[THE PROBLEM]: Whenever a line in the entries includes the word "broad", copy that line out.

[DATA TO EXAMINE]:
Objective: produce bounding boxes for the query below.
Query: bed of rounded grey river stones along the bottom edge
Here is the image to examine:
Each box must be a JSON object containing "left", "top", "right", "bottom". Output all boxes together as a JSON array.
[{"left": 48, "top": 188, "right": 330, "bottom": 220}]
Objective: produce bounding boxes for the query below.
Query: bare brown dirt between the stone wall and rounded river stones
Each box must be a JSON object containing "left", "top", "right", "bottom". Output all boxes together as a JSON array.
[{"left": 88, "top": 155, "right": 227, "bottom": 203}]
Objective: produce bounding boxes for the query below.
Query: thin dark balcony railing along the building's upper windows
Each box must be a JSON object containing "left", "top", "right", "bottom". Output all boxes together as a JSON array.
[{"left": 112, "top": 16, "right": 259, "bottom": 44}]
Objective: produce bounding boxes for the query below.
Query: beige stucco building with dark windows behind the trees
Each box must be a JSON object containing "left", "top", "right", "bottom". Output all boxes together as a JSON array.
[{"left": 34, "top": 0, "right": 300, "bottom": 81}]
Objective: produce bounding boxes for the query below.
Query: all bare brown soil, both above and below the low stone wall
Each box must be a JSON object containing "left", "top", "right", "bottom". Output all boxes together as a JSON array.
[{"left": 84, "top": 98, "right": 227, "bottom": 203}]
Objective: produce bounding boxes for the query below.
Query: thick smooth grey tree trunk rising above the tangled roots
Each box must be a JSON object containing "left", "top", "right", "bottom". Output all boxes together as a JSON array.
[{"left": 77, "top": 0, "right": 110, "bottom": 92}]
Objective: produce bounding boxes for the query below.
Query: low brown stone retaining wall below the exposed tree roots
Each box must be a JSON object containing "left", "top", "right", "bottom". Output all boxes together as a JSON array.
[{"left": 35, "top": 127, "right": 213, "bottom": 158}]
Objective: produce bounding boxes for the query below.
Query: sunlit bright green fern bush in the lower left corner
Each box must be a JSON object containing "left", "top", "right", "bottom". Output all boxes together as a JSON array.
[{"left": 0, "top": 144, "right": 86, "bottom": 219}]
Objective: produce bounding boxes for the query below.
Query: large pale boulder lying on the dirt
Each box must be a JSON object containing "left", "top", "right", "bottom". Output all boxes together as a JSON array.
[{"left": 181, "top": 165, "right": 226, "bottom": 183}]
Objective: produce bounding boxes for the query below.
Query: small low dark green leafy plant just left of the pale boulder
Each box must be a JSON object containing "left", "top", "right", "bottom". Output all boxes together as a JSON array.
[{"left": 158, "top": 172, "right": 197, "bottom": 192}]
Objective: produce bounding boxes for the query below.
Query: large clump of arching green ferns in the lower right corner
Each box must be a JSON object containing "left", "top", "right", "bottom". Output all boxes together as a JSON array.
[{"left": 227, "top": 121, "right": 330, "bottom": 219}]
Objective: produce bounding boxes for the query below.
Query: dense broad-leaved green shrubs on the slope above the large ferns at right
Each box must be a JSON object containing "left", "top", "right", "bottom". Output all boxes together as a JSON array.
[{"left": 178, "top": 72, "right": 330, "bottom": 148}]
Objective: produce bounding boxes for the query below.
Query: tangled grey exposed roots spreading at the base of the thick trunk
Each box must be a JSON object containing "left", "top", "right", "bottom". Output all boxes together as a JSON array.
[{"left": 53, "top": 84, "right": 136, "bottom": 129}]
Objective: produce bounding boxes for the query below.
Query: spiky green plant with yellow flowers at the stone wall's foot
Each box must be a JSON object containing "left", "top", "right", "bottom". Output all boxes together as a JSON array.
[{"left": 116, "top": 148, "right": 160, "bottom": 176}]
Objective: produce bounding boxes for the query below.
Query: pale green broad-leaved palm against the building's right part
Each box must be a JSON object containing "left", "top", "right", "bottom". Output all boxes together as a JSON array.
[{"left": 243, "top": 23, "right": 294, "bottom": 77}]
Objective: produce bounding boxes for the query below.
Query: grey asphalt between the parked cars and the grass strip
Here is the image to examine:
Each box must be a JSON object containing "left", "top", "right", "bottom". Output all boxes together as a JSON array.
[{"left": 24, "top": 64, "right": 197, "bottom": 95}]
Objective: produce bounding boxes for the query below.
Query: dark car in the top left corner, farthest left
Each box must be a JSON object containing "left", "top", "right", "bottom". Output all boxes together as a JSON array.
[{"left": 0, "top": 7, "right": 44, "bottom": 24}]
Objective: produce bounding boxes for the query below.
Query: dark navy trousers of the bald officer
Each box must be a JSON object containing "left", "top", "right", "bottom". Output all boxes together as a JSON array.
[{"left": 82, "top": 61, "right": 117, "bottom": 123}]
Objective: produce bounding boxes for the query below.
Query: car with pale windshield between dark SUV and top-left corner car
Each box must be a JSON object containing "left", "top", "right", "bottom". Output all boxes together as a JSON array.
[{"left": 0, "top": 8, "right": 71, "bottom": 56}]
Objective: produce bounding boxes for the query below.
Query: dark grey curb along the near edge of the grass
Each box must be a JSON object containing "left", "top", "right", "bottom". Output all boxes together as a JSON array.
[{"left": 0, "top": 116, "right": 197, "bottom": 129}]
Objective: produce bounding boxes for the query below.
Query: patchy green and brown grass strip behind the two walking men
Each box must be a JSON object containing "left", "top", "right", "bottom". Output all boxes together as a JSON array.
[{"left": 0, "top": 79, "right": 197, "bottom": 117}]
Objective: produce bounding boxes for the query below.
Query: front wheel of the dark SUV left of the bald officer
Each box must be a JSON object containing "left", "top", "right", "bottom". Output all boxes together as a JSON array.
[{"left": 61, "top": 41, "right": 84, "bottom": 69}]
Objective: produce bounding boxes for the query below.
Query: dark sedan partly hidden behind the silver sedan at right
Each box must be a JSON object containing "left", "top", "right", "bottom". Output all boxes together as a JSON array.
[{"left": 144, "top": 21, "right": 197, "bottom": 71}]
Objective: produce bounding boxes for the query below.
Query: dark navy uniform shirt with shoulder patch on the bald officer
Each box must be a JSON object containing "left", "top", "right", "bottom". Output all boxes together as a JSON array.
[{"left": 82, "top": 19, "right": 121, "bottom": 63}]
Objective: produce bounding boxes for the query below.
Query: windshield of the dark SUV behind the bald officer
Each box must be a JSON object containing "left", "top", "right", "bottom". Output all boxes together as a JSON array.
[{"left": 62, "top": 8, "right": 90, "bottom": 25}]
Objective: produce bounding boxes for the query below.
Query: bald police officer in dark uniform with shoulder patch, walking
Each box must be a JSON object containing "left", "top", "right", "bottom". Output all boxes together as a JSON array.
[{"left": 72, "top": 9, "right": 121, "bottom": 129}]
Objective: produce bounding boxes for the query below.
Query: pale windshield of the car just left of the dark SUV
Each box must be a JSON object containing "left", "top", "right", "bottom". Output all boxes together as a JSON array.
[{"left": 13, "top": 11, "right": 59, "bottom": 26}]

---

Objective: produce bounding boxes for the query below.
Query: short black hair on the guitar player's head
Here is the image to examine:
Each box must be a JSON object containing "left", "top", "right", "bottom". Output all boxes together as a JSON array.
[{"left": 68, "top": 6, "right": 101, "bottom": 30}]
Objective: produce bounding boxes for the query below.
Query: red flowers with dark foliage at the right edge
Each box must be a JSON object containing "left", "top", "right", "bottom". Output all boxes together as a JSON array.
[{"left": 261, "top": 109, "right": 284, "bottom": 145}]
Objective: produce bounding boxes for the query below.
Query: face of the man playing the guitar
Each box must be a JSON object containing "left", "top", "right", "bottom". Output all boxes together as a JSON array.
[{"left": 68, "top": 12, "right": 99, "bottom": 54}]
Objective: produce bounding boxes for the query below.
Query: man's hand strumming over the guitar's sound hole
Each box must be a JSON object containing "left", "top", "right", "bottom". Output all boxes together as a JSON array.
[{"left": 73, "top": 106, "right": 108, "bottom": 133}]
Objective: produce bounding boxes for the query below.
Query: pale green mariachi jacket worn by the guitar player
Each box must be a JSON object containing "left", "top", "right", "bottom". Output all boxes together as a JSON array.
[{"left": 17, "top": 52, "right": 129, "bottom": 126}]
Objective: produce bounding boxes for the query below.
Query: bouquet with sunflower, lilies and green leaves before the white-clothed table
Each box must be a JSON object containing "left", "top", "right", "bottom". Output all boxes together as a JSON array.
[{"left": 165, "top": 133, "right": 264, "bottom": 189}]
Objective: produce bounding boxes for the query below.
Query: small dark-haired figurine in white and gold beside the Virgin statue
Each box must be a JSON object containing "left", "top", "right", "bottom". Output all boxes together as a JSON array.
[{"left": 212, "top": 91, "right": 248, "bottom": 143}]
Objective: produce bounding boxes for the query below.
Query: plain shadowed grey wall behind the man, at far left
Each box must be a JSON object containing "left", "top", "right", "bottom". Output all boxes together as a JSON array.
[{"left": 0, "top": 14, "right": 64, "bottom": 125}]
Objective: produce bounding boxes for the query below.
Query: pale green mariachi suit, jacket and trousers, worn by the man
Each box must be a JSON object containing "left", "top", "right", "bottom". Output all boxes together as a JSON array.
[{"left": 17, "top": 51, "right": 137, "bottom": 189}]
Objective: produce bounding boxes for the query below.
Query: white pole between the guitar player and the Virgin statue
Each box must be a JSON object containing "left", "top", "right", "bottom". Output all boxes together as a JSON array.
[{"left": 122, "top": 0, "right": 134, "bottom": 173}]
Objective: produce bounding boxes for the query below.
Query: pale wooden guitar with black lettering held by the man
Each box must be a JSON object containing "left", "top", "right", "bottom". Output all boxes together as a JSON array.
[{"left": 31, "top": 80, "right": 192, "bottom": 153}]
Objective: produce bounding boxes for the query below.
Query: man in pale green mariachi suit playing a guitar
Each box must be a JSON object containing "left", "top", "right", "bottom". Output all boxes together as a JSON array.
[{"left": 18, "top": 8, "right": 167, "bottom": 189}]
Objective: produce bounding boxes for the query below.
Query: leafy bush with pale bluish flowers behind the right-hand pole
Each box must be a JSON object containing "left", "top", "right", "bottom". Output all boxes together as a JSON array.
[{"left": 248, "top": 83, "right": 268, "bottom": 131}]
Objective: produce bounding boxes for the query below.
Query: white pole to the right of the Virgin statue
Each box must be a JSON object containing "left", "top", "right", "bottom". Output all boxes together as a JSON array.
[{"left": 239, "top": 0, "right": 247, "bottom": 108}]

[ANSWER TO THIS TASK]:
Query: dense broad-leaved green shrubs on the slope above the large ferns at right
Query: pale green broad-leaved palm against the building's right part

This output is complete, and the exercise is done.